Given task:
Your task is to copy the lines from the line containing "of the dark" through the end of the listing below, both included, without any pictures.
☆ ☆ ☆ ☆ ☆
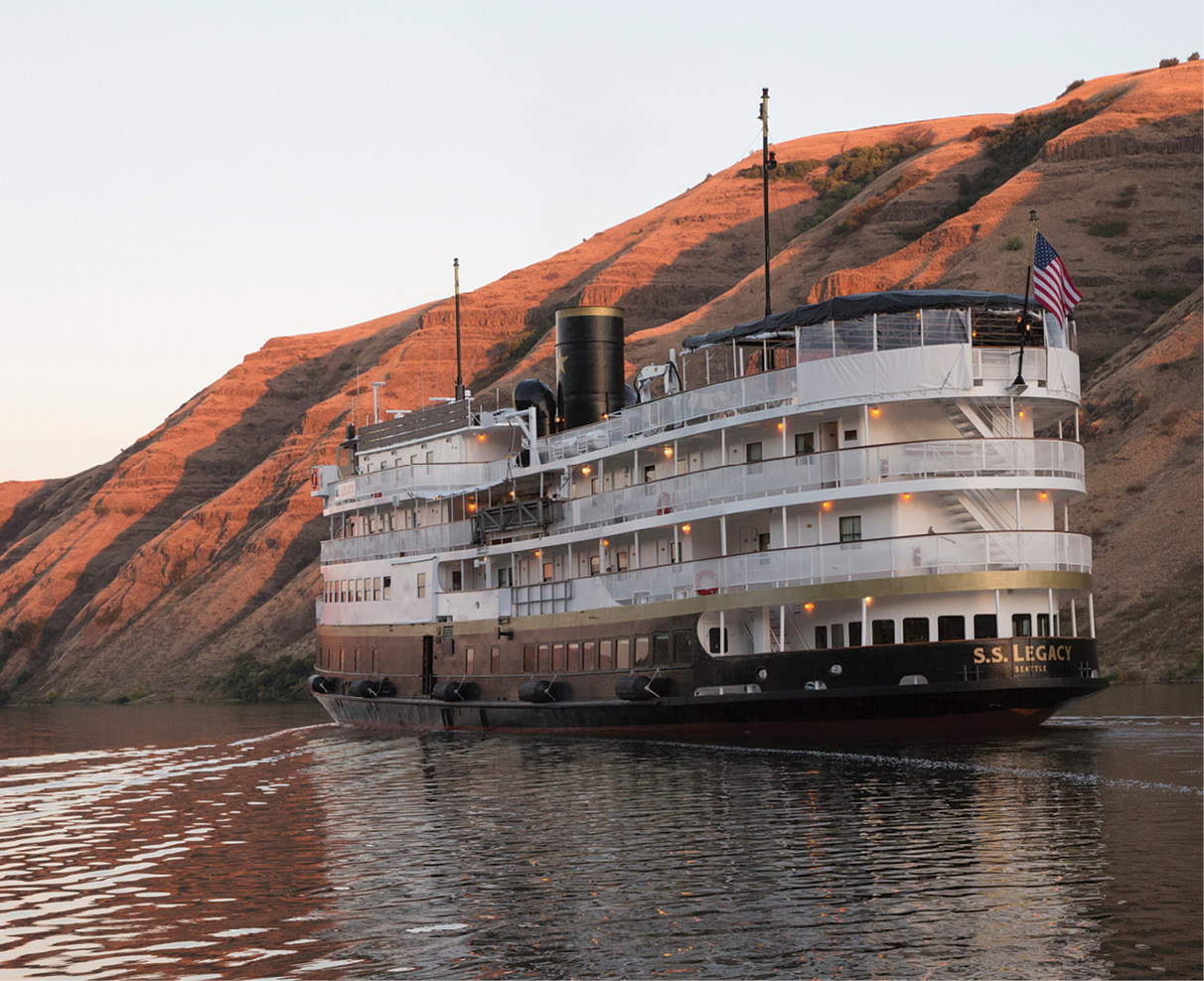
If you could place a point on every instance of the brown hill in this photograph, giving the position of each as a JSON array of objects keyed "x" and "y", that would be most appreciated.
[{"x": 199, "y": 543}]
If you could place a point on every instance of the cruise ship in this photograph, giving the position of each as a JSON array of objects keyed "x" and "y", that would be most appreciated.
[{"x": 847, "y": 519}]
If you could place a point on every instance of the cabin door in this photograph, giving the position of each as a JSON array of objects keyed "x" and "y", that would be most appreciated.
[{"x": 828, "y": 461}]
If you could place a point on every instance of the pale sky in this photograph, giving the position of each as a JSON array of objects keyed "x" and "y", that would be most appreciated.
[{"x": 182, "y": 181}]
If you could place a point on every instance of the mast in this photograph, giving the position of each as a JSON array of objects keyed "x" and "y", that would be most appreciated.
[
  {"x": 459, "y": 377},
  {"x": 768, "y": 163},
  {"x": 1022, "y": 328}
]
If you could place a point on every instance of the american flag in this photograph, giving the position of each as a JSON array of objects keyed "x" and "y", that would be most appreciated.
[{"x": 1051, "y": 283}]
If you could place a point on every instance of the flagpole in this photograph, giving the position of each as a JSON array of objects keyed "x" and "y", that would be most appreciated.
[{"x": 1028, "y": 288}]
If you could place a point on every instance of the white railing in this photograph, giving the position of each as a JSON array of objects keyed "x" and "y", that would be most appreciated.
[
  {"x": 856, "y": 466},
  {"x": 425, "y": 481},
  {"x": 391, "y": 544},
  {"x": 838, "y": 562}
]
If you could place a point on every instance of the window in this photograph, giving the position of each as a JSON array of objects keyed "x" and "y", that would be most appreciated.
[
  {"x": 643, "y": 652},
  {"x": 985, "y": 625},
  {"x": 682, "y": 646},
  {"x": 660, "y": 649},
  {"x": 950, "y": 628}
]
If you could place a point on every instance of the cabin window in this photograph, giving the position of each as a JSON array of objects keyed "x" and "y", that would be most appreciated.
[
  {"x": 643, "y": 651},
  {"x": 950, "y": 628},
  {"x": 881, "y": 631},
  {"x": 660, "y": 649},
  {"x": 985, "y": 625},
  {"x": 682, "y": 647}
]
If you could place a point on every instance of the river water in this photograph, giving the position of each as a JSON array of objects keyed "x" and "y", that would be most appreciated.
[{"x": 228, "y": 841}]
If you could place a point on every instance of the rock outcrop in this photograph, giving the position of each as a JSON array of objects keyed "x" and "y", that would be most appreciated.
[{"x": 199, "y": 543}]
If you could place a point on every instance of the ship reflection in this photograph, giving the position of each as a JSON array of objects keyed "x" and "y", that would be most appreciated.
[{"x": 481, "y": 856}]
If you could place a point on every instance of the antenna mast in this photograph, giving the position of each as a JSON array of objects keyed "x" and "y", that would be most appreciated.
[
  {"x": 768, "y": 163},
  {"x": 459, "y": 377}
]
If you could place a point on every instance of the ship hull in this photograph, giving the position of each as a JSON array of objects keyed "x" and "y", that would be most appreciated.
[{"x": 898, "y": 691}]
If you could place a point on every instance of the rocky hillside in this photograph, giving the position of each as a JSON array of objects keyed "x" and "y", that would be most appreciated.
[{"x": 199, "y": 543}]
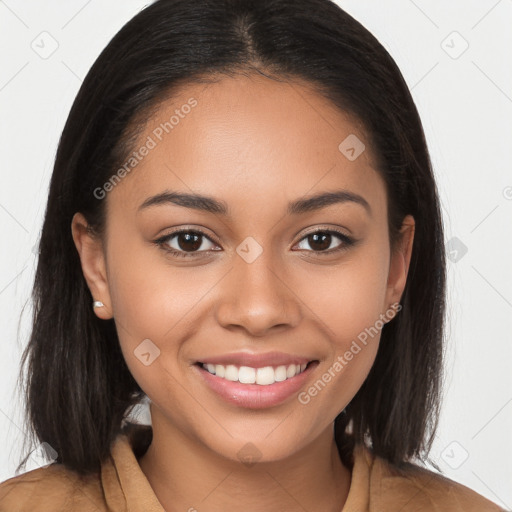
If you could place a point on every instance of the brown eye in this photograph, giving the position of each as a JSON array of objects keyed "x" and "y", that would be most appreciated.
[
  {"x": 320, "y": 241},
  {"x": 185, "y": 243}
]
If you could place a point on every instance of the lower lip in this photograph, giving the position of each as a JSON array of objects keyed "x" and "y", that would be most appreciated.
[{"x": 256, "y": 396}]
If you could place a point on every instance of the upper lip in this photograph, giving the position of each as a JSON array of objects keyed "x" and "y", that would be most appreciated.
[{"x": 257, "y": 360}]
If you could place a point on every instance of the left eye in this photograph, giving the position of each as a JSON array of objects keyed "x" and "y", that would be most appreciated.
[{"x": 323, "y": 240}]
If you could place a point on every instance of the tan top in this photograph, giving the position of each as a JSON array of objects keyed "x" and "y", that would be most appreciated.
[{"x": 122, "y": 487}]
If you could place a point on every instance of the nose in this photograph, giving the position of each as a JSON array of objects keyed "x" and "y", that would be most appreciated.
[{"x": 258, "y": 297}]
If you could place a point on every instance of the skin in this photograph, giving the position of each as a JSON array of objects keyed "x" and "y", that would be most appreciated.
[{"x": 255, "y": 144}]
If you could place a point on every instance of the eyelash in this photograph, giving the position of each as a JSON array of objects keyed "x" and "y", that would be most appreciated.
[{"x": 162, "y": 242}]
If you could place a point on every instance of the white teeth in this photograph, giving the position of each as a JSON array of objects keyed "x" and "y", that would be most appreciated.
[{"x": 247, "y": 375}]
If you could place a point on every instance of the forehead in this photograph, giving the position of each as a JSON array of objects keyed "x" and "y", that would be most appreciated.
[{"x": 249, "y": 139}]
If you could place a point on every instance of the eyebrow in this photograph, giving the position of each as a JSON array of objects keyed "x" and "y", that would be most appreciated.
[{"x": 212, "y": 205}]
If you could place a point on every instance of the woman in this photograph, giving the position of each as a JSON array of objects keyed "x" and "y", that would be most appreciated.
[{"x": 242, "y": 226}]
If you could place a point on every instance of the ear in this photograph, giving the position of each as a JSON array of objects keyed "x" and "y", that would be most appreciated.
[
  {"x": 92, "y": 258},
  {"x": 399, "y": 263}
]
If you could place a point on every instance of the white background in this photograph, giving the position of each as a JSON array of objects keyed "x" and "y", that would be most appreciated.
[{"x": 465, "y": 101}]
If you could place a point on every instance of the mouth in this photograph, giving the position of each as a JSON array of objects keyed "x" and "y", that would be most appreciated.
[
  {"x": 255, "y": 388},
  {"x": 262, "y": 376}
]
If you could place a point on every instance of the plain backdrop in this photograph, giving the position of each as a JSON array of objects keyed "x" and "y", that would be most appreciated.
[{"x": 455, "y": 57}]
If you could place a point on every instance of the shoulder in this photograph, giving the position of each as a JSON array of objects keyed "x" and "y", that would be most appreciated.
[
  {"x": 51, "y": 488},
  {"x": 419, "y": 489}
]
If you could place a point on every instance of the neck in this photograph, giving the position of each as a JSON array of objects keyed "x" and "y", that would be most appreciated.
[{"x": 187, "y": 475}]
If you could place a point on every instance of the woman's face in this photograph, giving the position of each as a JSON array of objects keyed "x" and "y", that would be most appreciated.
[{"x": 257, "y": 280}]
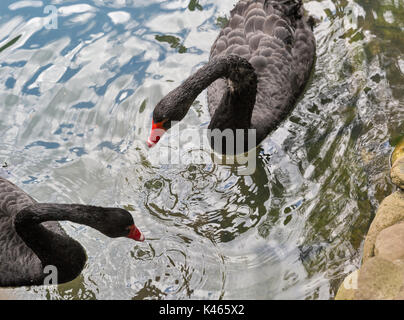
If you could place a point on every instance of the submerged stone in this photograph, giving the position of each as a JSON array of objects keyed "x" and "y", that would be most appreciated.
[
  {"x": 391, "y": 211},
  {"x": 397, "y": 173}
]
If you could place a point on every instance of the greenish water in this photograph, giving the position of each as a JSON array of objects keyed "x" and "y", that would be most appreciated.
[{"x": 76, "y": 111}]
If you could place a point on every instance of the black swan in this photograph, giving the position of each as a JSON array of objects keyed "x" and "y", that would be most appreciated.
[
  {"x": 258, "y": 67},
  {"x": 31, "y": 238}
]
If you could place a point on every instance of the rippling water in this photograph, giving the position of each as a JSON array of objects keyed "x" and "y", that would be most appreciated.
[{"x": 77, "y": 104}]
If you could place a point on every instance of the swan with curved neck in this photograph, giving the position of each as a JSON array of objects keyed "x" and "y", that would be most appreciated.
[
  {"x": 31, "y": 238},
  {"x": 258, "y": 67}
]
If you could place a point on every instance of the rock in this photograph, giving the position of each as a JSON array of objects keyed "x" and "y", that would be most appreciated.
[
  {"x": 389, "y": 243},
  {"x": 398, "y": 151},
  {"x": 379, "y": 279},
  {"x": 391, "y": 211},
  {"x": 397, "y": 173},
  {"x": 348, "y": 288},
  {"x": 5, "y": 294}
]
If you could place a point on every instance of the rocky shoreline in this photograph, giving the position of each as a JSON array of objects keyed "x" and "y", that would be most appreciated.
[{"x": 381, "y": 275}]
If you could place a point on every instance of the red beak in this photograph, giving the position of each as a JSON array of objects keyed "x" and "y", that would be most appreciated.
[
  {"x": 156, "y": 133},
  {"x": 135, "y": 234}
]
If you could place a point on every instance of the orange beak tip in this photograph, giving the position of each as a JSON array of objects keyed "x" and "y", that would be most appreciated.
[{"x": 136, "y": 234}]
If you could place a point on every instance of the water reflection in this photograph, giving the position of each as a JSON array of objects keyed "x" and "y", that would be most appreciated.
[{"x": 77, "y": 110}]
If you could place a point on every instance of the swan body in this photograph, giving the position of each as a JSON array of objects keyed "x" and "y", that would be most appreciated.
[
  {"x": 258, "y": 67},
  {"x": 31, "y": 238}
]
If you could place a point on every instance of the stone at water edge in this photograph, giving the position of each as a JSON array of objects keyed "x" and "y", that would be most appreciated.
[
  {"x": 348, "y": 288},
  {"x": 379, "y": 279},
  {"x": 390, "y": 243},
  {"x": 397, "y": 173}
]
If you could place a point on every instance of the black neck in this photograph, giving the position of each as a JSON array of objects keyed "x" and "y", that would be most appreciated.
[
  {"x": 55, "y": 249},
  {"x": 237, "y": 104}
]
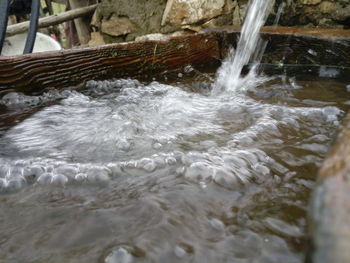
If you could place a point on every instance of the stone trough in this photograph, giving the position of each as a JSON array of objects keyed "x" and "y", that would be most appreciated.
[{"x": 288, "y": 48}]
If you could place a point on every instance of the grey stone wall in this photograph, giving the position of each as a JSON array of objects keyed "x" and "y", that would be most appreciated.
[{"x": 125, "y": 20}]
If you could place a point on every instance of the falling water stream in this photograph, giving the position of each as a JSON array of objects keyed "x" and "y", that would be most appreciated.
[{"x": 185, "y": 171}]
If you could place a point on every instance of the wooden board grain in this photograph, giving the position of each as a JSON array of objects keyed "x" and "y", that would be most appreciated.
[
  {"x": 29, "y": 73},
  {"x": 35, "y": 72}
]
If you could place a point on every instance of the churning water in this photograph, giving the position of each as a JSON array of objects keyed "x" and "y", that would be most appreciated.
[{"x": 126, "y": 171}]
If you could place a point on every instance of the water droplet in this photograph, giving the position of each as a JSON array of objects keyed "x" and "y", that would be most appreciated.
[
  {"x": 119, "y": 255},
  {"x": 59, "y": 179},
  {"x": 179, "y": 252},
  {"x": 45, "y": 178},
  {"x": 80, "y": 177},
  {"x": 217, "y": 224}
]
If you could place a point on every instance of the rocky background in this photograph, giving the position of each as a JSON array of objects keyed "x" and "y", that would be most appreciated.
[{"x": 126, "y": 20}]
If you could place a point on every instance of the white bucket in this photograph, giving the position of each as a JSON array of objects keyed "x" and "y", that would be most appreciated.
[{"x": 14, "y": 45}]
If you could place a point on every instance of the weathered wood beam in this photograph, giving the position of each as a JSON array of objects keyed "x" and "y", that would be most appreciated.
[
  {"x": 51, "y": 20},
  {"x": 34, "y": 72},
  {"x": 59, "y": 69},
  {"x": 330, "y": 214}
]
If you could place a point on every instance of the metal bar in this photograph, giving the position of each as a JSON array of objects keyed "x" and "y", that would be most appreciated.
[
  {"x": 4, "y": 11},
  {"x": 33, "y": 27}
]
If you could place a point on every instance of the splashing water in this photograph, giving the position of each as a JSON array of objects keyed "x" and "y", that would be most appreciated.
[
  {"x": 134, "y": 172},
  {"x": 229, "y": 75}
]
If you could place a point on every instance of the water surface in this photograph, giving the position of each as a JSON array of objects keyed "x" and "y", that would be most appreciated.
[{"x": 125, "y": 171}]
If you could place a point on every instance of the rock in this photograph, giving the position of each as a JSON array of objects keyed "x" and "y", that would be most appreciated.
[
  {"x": 181, "y": 12},
  {"x": 327, "y": 7},
  {"x": 142, "y": 16},
  {"x": 117, "y": 26},
  {"x": 96, "y": 39},
  {"x": 311, "y": 2}
]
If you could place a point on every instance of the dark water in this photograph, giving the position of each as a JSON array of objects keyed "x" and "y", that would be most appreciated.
[{"x": 132, "y": 172}]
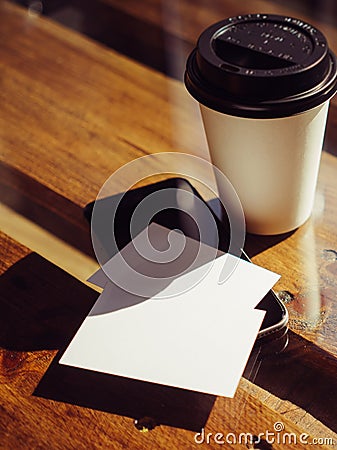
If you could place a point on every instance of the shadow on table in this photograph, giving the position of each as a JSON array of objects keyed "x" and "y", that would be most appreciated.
[{"x": 41, "y": 308}]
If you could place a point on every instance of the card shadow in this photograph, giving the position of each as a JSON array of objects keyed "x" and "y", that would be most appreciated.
[{"x": 41, "y": 308}]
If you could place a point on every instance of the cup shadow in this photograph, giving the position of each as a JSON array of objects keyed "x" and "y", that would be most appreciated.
[{"x": 41, "y": 308}]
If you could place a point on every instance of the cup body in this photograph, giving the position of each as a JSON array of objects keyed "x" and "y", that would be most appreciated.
[
  {"x": 264, "y": 83},
  {"x": 272, "y": 164}
]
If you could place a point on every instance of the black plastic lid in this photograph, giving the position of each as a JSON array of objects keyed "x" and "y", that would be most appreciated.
[{"x": 261, "y": 66}]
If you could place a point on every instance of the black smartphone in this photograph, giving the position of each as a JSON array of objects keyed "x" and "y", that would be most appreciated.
[{"x": 273, "y": 331}]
☆ ☆ ☆ ☆ ☆
Result:
If you could place a point on every instance of the dark water in this photograph, giving the position of each as a JSON array of objects keyed "x" and "y", that would be most appreciated.
[{"x": 132, "y": 172}]
If you could place a point on every instance of the shadow on table in this photograph, giving the position of each as a JSON array of objects keyed "x" and "y", that would be most appreciated.
[{"x": 41, "y": 308}]
If you could place a point on every instance of the card shadow in this photograph, giving the position of each as a JSON array of objects keyed "x" and "y", that would be most appreciated.
[{"x": 41, "y": 308}]
If you could place a point on every instance of the cup shadow in this photograph, giving the position of each as a JSON array of objects keyed "x" and "y", that would be most appreciated.
[{"x": 41, "y": 308}]
If you could place a point on every instance of the cup body in this photograph, giving the position of each as a JSON array of objects keyed "x" and "y", that would be most appreciated.
[
  {"x": 264, "y": 83},
  {"x": 272, "y": 164}
]
If you could place a point on every instance of the black plastic lid in this photograph, giving the position of each as a JSON array of objects keyed "x" and "y", that would be most appreciated.
[{"x": 261, "y": 66}]
If you could place a point on every instance of the black smartphone in this photograph, giving the position of each as a JSON array of objects keyed "x" and "y", that would be most appreciated.
[{"x": 273, "y": 331}]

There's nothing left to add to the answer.